[Opening PROVIDED DATA section]

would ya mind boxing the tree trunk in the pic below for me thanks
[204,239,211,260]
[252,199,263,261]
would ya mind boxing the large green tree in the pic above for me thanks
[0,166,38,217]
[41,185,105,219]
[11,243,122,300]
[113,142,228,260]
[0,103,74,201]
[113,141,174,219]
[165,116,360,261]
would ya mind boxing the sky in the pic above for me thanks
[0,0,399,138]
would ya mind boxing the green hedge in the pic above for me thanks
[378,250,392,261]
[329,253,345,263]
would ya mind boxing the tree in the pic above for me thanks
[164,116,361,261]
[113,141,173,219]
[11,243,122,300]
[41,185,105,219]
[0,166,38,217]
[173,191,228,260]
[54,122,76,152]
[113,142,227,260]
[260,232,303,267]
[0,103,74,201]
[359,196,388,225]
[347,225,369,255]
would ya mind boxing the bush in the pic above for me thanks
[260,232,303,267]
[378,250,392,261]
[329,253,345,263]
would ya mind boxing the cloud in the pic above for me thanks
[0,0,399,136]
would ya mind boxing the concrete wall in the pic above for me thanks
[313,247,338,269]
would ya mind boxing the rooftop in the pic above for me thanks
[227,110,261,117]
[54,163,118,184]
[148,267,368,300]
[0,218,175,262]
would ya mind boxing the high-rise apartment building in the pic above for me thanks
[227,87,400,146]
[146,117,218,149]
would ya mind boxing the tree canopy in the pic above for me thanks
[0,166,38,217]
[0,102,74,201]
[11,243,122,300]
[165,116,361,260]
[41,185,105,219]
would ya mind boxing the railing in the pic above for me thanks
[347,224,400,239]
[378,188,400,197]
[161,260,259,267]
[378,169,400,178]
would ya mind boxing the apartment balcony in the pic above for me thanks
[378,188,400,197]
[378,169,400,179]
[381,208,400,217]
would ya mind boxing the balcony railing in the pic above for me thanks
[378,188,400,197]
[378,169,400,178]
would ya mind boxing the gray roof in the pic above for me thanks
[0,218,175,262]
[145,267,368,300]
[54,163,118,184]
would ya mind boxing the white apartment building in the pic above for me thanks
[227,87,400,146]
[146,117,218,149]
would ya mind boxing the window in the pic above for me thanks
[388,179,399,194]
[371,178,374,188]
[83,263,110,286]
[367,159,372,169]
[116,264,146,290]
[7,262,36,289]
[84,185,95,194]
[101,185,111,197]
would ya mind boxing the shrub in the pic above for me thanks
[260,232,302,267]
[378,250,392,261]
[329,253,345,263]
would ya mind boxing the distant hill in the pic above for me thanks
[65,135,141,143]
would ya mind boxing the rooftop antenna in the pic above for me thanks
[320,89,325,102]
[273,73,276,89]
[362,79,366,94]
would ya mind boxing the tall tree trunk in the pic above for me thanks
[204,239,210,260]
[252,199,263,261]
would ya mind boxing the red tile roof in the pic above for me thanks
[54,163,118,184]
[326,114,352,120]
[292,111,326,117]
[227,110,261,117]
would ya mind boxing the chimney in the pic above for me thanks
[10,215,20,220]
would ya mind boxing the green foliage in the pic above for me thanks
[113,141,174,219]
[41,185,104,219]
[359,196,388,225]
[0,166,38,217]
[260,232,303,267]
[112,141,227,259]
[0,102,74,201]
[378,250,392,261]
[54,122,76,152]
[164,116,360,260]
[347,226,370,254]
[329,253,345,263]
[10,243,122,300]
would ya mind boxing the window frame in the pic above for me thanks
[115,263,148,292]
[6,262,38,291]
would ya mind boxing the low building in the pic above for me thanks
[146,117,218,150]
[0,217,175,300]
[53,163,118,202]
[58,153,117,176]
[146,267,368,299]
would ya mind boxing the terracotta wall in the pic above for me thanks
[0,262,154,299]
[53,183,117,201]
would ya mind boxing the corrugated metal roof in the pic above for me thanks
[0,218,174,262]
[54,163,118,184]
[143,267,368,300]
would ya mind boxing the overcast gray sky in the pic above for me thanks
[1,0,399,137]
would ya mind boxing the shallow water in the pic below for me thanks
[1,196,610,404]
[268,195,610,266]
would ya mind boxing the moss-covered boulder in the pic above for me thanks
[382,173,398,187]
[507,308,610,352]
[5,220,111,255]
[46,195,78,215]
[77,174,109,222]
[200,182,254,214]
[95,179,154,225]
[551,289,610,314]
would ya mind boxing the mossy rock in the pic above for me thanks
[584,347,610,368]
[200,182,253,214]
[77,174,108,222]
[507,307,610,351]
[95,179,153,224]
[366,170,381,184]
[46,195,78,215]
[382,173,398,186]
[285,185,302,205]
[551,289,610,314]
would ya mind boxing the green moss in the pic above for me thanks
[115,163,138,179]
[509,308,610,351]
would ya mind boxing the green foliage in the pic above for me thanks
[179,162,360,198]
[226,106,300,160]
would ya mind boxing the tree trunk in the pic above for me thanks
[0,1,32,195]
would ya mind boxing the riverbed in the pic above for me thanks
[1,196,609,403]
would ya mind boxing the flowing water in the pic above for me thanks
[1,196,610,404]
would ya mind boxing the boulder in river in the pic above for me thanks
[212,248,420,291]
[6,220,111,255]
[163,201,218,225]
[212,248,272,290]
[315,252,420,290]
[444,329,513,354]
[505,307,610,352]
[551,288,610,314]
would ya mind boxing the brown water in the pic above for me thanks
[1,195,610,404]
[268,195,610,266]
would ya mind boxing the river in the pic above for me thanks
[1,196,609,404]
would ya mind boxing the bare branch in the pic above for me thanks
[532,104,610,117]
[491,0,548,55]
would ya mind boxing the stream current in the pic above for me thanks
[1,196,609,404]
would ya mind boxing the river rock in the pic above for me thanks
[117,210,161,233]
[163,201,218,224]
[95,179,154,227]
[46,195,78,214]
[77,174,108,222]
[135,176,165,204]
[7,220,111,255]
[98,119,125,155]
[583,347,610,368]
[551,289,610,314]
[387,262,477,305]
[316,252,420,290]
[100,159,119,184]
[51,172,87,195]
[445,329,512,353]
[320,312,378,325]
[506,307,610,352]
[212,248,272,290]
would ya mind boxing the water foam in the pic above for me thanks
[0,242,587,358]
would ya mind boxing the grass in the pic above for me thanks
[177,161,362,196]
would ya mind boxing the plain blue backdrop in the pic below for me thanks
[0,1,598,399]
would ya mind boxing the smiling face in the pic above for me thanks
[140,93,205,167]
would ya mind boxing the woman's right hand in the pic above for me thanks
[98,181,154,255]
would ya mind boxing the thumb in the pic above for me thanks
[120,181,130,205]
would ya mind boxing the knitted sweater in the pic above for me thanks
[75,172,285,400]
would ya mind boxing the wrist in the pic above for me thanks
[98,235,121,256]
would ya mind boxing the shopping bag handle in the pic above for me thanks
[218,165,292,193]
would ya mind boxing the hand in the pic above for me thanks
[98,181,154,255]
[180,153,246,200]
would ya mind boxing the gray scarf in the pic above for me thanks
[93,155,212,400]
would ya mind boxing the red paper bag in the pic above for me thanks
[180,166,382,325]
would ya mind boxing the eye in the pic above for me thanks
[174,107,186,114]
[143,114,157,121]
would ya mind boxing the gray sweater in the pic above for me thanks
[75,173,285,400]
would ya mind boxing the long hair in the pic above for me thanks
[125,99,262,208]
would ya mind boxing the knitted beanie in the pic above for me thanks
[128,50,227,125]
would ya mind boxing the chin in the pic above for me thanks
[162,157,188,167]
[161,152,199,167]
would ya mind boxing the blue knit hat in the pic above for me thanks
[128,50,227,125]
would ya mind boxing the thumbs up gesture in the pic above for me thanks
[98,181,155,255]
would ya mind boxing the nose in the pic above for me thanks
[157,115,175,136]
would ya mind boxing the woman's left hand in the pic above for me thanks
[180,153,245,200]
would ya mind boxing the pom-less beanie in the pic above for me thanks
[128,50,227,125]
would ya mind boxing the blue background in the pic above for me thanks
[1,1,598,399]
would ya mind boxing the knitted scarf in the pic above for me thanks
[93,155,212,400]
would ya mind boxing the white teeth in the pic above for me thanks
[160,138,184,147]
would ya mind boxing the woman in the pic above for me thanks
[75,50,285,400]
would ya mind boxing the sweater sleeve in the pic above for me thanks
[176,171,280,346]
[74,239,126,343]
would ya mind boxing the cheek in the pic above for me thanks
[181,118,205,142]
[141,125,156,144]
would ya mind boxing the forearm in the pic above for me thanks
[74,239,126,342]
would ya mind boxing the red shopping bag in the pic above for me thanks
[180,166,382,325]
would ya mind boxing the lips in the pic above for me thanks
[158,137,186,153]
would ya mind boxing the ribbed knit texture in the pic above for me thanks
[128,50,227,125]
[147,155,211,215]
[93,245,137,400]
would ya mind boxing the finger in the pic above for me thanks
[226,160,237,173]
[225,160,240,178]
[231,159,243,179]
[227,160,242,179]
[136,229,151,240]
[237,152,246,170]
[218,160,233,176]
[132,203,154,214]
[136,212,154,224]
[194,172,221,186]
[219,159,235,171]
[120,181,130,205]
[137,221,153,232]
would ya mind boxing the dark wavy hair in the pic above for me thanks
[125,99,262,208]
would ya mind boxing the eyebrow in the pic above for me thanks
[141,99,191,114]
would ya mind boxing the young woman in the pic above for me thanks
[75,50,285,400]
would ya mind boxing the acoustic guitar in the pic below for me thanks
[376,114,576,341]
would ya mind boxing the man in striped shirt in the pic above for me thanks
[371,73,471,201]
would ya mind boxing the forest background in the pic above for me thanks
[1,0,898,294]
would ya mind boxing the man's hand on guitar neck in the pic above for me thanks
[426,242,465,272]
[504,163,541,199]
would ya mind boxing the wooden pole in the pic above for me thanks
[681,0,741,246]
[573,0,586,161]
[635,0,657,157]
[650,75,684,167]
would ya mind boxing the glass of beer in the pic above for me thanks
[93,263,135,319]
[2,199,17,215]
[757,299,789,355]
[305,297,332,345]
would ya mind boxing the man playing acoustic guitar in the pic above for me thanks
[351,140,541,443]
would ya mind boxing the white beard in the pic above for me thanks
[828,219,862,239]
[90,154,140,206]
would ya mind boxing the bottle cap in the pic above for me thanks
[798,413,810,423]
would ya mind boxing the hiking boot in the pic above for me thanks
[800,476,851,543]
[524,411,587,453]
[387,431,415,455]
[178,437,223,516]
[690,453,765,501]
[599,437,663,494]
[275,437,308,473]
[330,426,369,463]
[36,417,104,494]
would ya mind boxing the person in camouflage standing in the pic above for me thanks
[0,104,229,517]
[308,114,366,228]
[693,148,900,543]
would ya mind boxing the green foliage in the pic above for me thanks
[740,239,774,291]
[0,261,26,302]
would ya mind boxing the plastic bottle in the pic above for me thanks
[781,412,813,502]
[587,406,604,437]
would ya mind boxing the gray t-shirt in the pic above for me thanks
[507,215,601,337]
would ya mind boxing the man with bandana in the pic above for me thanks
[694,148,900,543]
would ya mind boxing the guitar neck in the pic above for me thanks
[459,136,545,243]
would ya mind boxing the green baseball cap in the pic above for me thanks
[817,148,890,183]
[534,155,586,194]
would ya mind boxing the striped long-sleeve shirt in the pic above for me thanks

[Closing PROVIDED DATA section]

» **PROMPT**
Nothing but the lines from the line with "would ya mind boxing the green baseball" to the last line of the listing above should appear; please retype them exactly, both ends included.

» **SOLUTION FOR THIS EXERCISE**
would ya mind boxing the green baseball cap in the pic above for me thanks
[817,148,890,183]
[534,155,586,194]
would ya mind boxing the striped long-sleeve shirt in the pic above for me thanks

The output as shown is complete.